Could you copy out every line of the items below word for word, leaving out the pictures?

-*-*-

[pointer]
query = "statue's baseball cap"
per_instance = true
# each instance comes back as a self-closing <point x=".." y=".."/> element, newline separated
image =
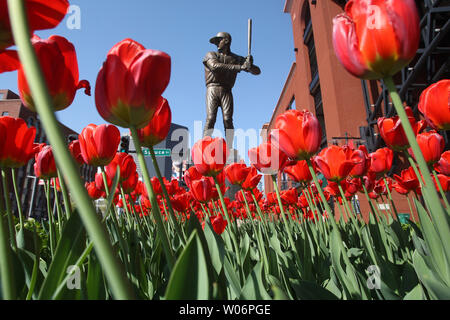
<point x="215" y="40"/>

-*-*-

#### Output for this task
[pointer]
query = "statue's baseball cap"
per_instance = true
# each instance comes back as a self-closing <point x=".." y=".."/> element, newline separated
image =
<point x="215" y="40"/>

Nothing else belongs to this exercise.